Top of Listed entries

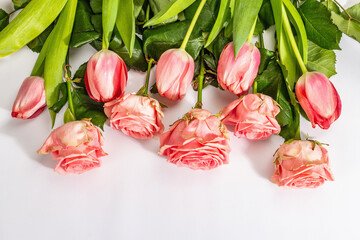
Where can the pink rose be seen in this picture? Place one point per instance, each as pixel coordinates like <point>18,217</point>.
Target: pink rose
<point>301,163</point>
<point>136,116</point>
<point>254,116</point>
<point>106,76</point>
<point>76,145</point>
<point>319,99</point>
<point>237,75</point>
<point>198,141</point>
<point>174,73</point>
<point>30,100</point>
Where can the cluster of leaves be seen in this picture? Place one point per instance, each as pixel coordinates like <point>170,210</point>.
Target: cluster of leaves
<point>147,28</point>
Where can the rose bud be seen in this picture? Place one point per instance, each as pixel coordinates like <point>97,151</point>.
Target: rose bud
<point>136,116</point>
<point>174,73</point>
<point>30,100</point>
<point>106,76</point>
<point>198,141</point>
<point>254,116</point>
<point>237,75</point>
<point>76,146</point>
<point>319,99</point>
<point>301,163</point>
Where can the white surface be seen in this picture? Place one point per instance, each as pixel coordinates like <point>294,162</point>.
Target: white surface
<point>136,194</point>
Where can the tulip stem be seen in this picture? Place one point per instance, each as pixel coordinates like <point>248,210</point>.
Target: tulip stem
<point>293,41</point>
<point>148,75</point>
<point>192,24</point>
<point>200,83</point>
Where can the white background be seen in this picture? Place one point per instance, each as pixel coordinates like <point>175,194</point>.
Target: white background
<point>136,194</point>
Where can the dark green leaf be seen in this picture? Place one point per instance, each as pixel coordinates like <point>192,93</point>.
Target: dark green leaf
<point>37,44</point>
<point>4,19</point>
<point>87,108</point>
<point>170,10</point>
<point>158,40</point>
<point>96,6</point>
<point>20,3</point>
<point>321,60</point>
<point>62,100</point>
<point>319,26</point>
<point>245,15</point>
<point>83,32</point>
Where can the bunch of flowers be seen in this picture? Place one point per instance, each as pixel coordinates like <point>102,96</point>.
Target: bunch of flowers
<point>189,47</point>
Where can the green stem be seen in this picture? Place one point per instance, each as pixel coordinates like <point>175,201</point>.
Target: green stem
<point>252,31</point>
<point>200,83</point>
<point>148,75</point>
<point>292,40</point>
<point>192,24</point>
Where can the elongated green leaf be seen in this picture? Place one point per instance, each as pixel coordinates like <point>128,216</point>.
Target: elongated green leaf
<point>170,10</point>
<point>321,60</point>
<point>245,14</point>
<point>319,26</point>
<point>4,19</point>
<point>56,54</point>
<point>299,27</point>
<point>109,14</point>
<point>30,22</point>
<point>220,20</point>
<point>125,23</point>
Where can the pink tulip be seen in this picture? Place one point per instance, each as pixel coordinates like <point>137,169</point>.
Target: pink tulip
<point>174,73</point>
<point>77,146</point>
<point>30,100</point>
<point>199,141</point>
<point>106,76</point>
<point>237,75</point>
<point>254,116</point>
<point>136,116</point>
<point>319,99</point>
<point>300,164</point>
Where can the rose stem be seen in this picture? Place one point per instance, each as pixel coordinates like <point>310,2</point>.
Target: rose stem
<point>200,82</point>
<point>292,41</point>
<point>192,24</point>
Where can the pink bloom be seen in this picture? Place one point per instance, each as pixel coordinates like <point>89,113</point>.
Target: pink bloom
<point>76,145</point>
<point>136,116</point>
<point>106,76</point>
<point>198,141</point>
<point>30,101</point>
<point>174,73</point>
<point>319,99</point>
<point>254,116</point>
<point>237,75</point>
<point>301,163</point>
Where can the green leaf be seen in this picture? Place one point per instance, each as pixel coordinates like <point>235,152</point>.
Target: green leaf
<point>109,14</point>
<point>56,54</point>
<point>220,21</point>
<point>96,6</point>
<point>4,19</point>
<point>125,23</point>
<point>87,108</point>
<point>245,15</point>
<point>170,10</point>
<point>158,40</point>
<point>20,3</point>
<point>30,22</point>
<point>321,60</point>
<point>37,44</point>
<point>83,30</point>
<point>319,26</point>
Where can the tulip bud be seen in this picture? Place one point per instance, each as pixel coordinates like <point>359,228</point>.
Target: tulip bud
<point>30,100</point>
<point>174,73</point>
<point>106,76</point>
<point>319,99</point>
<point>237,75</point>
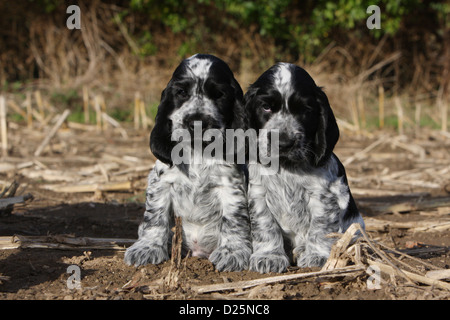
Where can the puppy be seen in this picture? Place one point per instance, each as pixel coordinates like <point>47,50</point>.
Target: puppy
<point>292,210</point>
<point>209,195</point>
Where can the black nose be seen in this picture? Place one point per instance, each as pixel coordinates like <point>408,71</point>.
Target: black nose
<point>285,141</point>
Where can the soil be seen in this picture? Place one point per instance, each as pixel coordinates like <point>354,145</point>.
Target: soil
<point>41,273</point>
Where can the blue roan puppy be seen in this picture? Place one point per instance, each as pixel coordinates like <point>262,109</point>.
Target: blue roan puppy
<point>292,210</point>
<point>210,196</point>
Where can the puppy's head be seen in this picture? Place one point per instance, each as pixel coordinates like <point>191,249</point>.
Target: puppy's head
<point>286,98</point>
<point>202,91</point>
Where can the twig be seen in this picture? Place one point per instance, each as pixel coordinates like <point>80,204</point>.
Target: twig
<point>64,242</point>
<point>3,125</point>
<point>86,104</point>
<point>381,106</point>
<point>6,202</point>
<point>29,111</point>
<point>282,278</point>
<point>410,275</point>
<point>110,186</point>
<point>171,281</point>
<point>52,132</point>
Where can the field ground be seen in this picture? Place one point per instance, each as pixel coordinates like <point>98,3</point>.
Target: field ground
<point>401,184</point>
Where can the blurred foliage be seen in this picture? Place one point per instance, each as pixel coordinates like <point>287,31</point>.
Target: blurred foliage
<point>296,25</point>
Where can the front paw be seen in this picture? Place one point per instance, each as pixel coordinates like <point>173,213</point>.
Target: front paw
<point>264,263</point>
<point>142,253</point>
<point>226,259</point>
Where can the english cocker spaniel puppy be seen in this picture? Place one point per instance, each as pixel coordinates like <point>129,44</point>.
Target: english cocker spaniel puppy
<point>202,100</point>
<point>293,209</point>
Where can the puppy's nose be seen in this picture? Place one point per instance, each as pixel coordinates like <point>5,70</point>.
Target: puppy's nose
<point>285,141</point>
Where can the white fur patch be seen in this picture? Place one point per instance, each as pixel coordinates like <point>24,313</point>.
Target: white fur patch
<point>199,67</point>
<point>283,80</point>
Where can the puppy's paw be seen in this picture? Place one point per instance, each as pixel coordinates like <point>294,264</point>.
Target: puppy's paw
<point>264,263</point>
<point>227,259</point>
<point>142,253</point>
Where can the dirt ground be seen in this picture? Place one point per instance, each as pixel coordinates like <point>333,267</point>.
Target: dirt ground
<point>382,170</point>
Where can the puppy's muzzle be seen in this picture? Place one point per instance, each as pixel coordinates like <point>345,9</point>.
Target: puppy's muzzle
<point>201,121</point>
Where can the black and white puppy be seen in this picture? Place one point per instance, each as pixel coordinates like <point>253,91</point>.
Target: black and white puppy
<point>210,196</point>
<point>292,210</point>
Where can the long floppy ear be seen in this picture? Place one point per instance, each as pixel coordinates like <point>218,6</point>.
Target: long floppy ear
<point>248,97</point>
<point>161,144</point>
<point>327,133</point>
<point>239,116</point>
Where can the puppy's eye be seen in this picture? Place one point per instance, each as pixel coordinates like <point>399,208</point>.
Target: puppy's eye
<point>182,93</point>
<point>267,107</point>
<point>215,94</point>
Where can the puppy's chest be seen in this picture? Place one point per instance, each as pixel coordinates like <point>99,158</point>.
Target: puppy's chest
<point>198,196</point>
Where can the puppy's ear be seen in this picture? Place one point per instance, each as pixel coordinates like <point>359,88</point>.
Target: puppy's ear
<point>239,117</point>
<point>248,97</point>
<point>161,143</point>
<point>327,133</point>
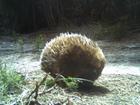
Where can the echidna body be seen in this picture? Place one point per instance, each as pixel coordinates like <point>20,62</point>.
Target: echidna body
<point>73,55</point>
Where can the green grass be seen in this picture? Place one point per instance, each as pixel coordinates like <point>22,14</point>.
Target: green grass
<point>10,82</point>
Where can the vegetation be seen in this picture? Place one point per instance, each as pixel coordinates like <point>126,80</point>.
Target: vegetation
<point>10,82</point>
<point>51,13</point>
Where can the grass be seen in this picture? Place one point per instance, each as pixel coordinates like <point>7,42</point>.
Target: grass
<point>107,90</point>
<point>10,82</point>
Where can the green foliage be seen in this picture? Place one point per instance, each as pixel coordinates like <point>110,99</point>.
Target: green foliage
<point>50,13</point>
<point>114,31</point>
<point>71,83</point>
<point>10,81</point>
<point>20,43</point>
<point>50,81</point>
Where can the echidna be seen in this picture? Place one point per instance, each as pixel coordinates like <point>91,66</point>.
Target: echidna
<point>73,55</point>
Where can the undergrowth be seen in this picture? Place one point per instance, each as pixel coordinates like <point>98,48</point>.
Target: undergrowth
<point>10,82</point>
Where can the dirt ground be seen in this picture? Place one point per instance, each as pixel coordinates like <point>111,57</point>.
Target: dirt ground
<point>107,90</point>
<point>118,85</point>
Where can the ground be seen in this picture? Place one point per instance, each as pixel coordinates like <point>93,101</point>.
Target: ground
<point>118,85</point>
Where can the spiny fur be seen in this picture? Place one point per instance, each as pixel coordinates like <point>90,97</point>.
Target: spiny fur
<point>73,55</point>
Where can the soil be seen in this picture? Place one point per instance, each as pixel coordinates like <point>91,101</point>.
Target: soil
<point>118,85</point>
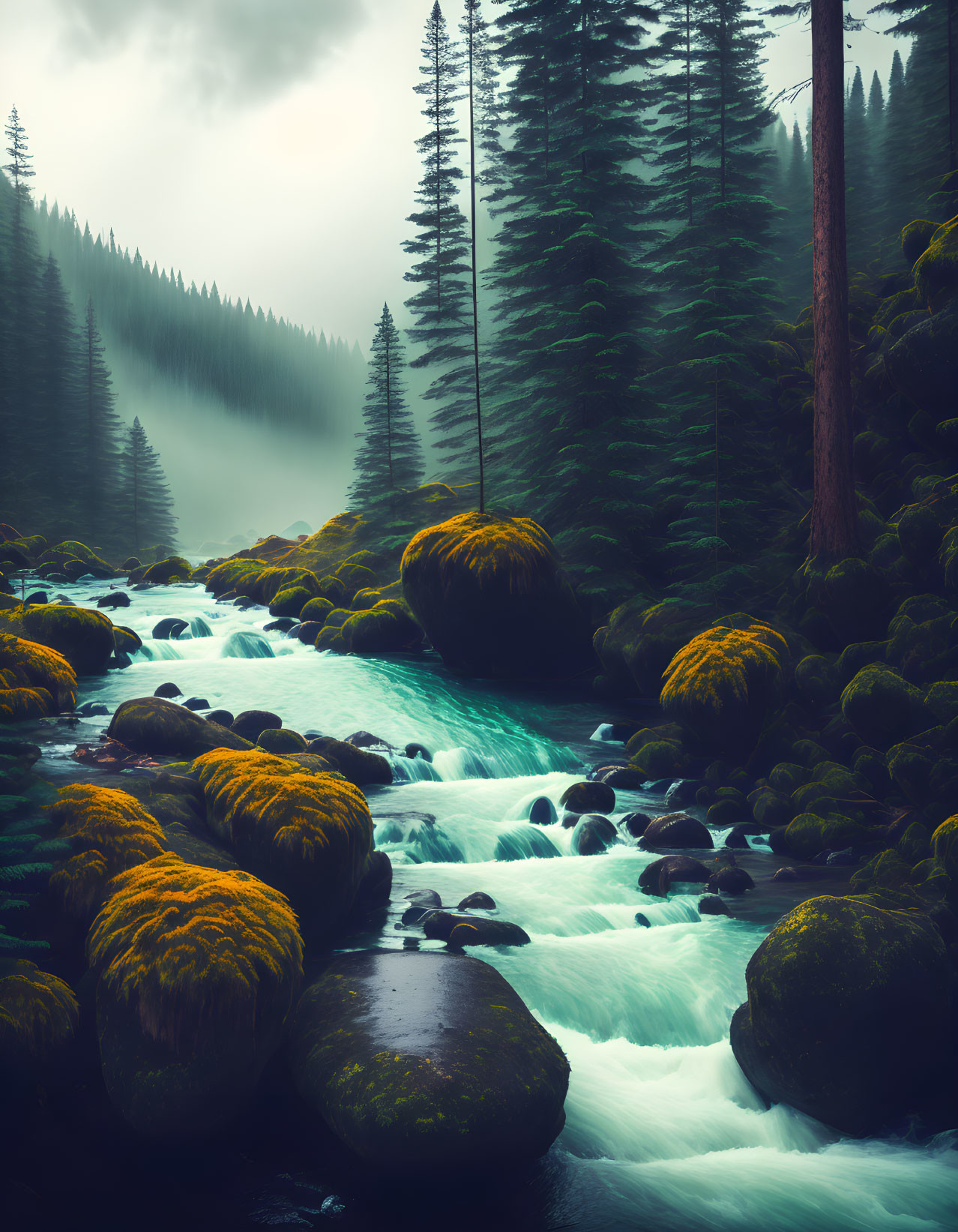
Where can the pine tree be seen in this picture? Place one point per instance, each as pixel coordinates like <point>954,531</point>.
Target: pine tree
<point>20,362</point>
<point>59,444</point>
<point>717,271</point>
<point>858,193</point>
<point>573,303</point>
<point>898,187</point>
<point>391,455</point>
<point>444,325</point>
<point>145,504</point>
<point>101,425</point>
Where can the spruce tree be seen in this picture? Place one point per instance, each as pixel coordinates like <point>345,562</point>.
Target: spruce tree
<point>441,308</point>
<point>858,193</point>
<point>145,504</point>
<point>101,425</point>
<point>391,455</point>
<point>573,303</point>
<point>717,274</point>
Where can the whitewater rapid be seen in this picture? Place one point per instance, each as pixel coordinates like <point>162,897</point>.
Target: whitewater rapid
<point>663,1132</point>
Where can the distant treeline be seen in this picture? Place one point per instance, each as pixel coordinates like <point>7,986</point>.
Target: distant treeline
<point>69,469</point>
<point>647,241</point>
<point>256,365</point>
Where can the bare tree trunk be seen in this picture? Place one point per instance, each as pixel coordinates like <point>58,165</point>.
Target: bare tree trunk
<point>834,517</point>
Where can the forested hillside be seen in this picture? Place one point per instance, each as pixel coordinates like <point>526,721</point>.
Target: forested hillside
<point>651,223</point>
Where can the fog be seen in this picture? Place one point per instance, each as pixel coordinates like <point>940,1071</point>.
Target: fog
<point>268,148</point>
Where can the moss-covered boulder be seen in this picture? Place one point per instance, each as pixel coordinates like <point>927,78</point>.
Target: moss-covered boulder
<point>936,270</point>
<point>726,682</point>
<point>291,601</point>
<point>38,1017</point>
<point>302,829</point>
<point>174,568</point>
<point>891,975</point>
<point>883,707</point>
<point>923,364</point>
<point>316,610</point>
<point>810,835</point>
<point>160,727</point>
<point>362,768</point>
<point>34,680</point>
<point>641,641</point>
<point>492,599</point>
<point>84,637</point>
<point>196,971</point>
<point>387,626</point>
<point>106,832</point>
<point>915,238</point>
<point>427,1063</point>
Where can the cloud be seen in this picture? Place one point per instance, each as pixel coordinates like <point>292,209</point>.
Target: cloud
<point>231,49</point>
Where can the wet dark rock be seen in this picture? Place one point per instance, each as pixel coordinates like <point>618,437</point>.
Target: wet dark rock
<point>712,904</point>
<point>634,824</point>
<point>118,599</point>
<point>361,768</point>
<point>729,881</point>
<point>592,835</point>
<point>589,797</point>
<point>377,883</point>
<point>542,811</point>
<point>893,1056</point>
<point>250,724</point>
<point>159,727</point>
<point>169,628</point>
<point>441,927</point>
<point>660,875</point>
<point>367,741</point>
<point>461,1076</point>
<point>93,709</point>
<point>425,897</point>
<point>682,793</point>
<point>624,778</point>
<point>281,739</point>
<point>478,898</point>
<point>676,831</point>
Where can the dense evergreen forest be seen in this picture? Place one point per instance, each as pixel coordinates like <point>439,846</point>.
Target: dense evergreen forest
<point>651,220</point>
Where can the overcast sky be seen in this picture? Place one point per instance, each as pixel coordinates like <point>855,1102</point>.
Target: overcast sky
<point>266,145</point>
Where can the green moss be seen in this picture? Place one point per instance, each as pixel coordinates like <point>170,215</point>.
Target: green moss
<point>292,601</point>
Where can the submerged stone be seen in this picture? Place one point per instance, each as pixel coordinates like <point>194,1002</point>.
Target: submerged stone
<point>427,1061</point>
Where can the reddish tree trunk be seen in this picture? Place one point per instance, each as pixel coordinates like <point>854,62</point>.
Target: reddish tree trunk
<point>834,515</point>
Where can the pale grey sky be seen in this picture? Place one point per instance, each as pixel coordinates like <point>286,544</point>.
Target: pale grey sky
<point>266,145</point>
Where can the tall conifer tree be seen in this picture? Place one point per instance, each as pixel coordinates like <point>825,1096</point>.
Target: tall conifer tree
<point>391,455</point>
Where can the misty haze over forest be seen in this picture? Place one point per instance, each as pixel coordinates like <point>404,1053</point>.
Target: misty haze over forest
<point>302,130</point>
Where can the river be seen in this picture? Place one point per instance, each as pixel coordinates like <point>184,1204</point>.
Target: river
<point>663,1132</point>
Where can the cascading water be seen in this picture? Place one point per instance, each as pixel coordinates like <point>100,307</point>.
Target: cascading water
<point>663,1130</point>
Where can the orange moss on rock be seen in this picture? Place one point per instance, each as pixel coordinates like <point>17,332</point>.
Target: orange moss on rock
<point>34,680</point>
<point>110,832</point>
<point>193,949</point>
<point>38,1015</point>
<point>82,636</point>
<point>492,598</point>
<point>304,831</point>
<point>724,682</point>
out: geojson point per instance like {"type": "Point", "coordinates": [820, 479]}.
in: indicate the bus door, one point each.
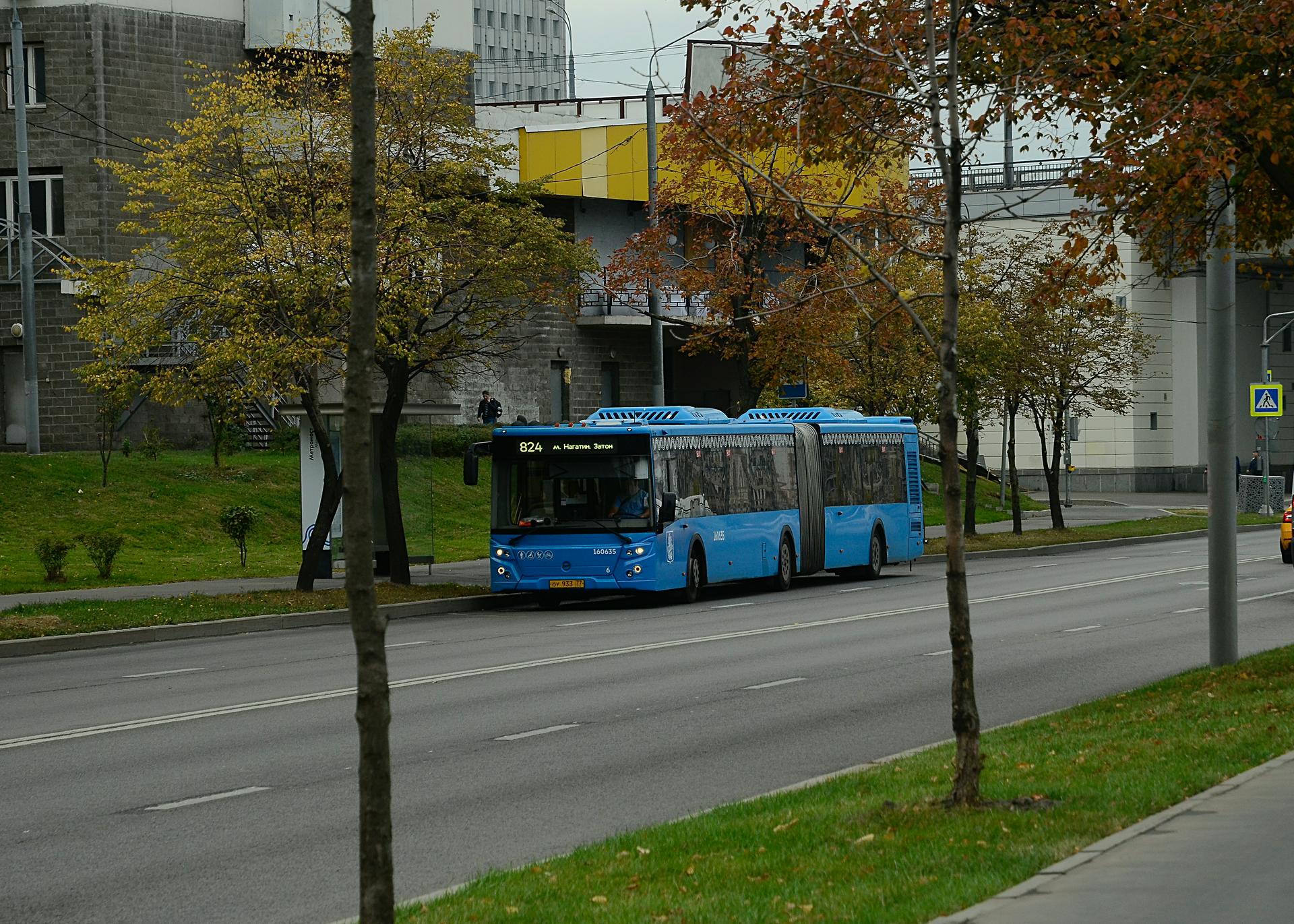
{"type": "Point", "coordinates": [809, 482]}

Bottom of Listed entries

Reproduce exactly, without any picture, the lines from the one bearing "Target: green moss" to the last line of the records above.

▸ **Task output**
Target: green moss
<point>292,601</point>
Where can the submerged stone be seen in this picture? Place one point per instance, each as pixel coordinates like <point>194,1002</point>.
Target: submerged stone
<point>427,1061</point>
Where can the reddish tree trunk be seen in this picture? Place one point per instance, each as pixel coordinates like <point>854,62</point>.
Target: reddish tree trunk
<point>834,515</point>
Where can the pale grey sky be seen in this picture? Place one point per instance, each as pixel coordinates like <point>286,544</point>.
Target: pale grey sky
<point>266,145</point>
Where can the tall conifer tree be seen in this picture? Place one point per instance, each as pixel coordinates like <point>825,1096</point>.
Target: tall conifer tree
<point>391,455</point>
Where can the misty haze over forest be seen in this picture? Place one point per instance, each as pixel coordinates like <point>404,1053</point>.
Target: misty haze over forest
<point>302,130</point>
Where can the river be seen in this picture? Place one point per instance, each as pixel coordinates like <point>184,1204</point>.
Target: river
<point>663,1132</point>
Where can the cascading water be seen in this picture? Place one point per instance, each as pixel coordinates like <point>100,307</point>.
Target: cascading water
<point>663,1130</point>
Where can the orange moss on rock be seen in this picture? Place one point per instance, each as pixel coordinates like <point>17,332</point>.
Target: orange moss on rock
<point>34,680</point>
<point>110,832</point>
<point>193,949</point>
<point>38,1015</point>
<point>82,636</point>
<point>492,598</point>
<point>304,831</point>
<point>724,682</point>
out: geojson point per instance like {"type": "Point", "coordinates": [820, 479]}.
in: indicate the bus door, one point each.
{"type": "Point", "coordinates": [809, 482]}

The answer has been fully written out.